------ SUPPLIED TEXT

We are already seeing production cutbacks as the pandemic brings car manufacturers’ underlying problems to the surface. The good news for the UK is that Nissan Sunderland dodged the bullet that proved fatal to Nissan Barcelona, but there are plenty of other closures planned across the industry.

As well as the obvious production cutbacks, however, there will be big changes in R&D expenditure that will have long-term impacts on the industry. It will not be a simple case of cancelling new models, because the manufacturers understand that this is a product-driven industry and cutting back on new product is even more expensive than investing in it.

As an example, they only have to look at Honda, which cut all R&D spending in the wake of the 2008 financial crisis. Honda’s European sales have never recovered from the resulting hiatus in new products, a fact which contributed to the eventual closure of Swindon.

Instead, car companies are prioritising what they spend money on. The fashionable acronym for automotive R&D in recent years has been ACES (Autonomous, Connected, Electrified, Shared), but that is starting to look out-of-date. Instead of four priorities of similar weight, a more accurate acronym today would be CEO – Connected, Electrified, Other.

Car companies see connectivity as inevitable and electrification as unavoidable, but everything else is negotiable.

Connectivity is inevitable because cars need to stay relevant to the social media generation, to whom electronic isolation is unthinkable. In fact, the importance of infotainment has long been underestimated in the car industry.

------------

Transcribe a passage from the text on car industry R&D, starting with "We are already" and going on through "investing in it.".

------ EXTRACTED MATERIAL

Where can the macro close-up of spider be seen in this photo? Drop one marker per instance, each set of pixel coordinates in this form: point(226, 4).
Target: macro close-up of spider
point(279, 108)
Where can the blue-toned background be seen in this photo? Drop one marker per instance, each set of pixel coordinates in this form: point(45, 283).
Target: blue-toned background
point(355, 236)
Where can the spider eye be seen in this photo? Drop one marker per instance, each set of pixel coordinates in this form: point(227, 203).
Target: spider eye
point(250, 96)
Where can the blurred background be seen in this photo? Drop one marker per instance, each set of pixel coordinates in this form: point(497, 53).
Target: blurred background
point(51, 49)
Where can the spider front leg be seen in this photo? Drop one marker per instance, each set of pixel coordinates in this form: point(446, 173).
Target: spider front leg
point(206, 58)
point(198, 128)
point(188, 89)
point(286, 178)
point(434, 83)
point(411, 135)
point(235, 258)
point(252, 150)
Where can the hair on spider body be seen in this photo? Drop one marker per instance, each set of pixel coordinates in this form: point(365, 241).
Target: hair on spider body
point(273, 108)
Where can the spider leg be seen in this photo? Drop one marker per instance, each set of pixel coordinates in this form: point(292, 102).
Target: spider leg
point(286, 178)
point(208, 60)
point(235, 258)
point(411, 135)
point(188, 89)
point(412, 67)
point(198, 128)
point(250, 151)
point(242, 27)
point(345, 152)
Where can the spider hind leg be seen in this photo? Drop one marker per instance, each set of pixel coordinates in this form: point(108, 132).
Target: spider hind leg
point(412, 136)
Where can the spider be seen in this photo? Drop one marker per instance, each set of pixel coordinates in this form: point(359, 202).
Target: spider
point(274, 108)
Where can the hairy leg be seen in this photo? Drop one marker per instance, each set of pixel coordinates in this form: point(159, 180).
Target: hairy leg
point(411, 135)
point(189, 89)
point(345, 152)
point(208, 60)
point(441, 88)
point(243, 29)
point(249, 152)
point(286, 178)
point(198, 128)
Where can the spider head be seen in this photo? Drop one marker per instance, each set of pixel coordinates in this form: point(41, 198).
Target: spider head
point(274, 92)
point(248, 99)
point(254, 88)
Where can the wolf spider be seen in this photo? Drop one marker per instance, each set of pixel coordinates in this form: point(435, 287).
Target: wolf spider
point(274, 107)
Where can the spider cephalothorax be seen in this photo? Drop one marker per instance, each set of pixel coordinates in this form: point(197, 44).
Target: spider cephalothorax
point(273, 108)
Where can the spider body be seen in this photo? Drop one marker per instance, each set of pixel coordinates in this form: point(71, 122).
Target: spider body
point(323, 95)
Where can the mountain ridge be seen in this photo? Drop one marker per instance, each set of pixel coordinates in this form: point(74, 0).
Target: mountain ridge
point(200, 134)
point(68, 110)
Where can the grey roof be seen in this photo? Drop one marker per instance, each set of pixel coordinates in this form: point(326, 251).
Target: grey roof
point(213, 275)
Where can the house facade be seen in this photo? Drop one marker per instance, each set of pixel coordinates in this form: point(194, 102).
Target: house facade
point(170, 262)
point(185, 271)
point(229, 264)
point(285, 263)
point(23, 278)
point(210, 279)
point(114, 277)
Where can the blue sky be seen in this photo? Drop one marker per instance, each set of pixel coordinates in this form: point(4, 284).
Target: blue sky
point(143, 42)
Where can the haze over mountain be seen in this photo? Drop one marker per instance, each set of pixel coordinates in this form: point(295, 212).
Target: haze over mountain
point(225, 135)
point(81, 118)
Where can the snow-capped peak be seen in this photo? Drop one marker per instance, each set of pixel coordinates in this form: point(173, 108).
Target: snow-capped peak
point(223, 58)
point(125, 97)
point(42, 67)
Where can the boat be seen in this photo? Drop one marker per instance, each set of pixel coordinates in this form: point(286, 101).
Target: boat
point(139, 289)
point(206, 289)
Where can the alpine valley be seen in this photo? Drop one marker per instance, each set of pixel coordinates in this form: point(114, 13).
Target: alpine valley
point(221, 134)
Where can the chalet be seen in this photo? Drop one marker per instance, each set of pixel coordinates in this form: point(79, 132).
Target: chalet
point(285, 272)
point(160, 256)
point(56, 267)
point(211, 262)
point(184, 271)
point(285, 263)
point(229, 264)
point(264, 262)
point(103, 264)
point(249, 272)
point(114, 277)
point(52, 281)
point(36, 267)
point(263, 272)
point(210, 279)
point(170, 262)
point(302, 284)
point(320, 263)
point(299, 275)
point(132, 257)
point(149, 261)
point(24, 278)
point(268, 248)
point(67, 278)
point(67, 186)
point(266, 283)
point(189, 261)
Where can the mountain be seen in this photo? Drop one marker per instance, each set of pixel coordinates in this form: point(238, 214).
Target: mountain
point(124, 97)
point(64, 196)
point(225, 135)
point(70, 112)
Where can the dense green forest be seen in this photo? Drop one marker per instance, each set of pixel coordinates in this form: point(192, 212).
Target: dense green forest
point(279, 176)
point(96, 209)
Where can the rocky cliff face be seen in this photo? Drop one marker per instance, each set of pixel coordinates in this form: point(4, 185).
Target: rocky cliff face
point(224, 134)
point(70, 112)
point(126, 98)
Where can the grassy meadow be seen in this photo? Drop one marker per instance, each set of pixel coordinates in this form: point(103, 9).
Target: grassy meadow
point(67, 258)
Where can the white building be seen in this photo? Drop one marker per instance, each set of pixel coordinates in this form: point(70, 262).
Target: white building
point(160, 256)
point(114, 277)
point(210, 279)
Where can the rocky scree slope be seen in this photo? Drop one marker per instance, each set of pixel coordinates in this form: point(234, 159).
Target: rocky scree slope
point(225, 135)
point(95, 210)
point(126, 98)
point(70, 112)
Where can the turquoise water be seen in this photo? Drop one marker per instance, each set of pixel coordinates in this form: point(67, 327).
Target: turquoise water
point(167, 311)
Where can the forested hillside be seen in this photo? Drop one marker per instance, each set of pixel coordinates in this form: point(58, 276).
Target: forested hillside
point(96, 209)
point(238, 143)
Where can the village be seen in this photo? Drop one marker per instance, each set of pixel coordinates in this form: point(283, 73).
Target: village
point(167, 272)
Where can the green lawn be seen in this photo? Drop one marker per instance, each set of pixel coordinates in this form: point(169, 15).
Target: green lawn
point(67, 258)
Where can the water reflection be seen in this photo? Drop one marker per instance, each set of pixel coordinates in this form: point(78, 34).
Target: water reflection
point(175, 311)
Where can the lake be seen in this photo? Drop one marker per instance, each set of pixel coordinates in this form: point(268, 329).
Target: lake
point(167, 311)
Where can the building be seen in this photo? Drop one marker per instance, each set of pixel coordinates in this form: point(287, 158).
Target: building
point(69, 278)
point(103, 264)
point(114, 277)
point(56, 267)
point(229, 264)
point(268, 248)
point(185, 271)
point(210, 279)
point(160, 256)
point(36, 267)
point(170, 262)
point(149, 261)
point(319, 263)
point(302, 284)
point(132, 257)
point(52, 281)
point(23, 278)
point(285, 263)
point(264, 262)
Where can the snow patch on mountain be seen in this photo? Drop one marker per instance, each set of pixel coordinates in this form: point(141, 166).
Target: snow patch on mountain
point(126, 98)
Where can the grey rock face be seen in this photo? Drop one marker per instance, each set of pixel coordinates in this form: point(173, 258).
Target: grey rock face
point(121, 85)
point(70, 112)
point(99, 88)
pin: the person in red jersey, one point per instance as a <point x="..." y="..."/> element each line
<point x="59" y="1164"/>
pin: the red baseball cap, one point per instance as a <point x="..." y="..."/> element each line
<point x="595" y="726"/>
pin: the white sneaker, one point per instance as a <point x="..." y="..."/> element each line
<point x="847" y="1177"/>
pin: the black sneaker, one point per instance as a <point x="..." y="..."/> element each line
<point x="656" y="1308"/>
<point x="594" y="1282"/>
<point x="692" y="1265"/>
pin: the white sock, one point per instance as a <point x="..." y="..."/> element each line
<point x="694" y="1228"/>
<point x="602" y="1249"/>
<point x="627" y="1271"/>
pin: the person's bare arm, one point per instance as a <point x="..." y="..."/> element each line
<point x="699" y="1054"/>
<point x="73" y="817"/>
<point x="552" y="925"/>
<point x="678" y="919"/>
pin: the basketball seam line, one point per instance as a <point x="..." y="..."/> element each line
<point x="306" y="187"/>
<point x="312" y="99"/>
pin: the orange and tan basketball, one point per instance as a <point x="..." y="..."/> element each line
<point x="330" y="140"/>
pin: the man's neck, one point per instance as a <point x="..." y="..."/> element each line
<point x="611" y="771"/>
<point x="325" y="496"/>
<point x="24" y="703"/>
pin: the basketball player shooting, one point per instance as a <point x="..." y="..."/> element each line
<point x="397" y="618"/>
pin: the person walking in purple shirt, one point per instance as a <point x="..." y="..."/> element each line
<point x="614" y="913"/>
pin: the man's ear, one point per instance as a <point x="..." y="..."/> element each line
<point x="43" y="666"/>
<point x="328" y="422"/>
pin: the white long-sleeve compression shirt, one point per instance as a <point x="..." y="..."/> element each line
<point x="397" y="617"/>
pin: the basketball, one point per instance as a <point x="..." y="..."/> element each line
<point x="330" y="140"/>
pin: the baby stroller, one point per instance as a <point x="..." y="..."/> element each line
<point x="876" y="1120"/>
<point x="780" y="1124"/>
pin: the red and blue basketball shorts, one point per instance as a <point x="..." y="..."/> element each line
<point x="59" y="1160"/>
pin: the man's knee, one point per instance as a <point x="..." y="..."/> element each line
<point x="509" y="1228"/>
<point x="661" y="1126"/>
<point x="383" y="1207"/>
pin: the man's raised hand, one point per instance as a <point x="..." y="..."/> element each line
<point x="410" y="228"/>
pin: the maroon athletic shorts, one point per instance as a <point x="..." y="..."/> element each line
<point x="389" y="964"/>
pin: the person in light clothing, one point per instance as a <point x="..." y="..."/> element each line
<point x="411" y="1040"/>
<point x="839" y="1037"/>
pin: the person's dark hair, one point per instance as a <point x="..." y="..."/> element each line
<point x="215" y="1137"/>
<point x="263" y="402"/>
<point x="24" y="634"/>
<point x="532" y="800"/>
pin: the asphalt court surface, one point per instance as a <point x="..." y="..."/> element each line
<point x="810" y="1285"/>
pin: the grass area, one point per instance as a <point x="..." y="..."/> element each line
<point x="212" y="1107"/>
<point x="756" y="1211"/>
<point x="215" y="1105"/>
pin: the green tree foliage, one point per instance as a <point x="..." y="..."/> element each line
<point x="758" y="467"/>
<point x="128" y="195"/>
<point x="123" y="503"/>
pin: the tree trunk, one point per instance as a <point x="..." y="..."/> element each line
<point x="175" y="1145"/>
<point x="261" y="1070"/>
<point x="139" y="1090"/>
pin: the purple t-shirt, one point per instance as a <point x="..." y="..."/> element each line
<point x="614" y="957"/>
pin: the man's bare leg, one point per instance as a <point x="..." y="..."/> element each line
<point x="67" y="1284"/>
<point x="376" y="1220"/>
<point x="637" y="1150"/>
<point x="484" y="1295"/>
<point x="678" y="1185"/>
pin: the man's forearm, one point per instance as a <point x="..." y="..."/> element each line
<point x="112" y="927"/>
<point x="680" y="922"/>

------------

## OUTPUT OF THE TASK:
We are already seeing production cutbacks as the pandemic brings car manufacturers’ underlying problems to the surface. The good news for the UK is that Nissan Sunderland dodged the bullet that proved fatal to Nissan Barcelona, but there are plenty of other closures planned across the industry.

As well as the obvious production cutbacks, however, there will be big changes in R&D expenditure that will have long-term impacts on the industry. It will not be a simple case of cancelling new models, because the manufacturers understand that this is a product-driven industry and cutting back on new product is even more expensive than investing in it.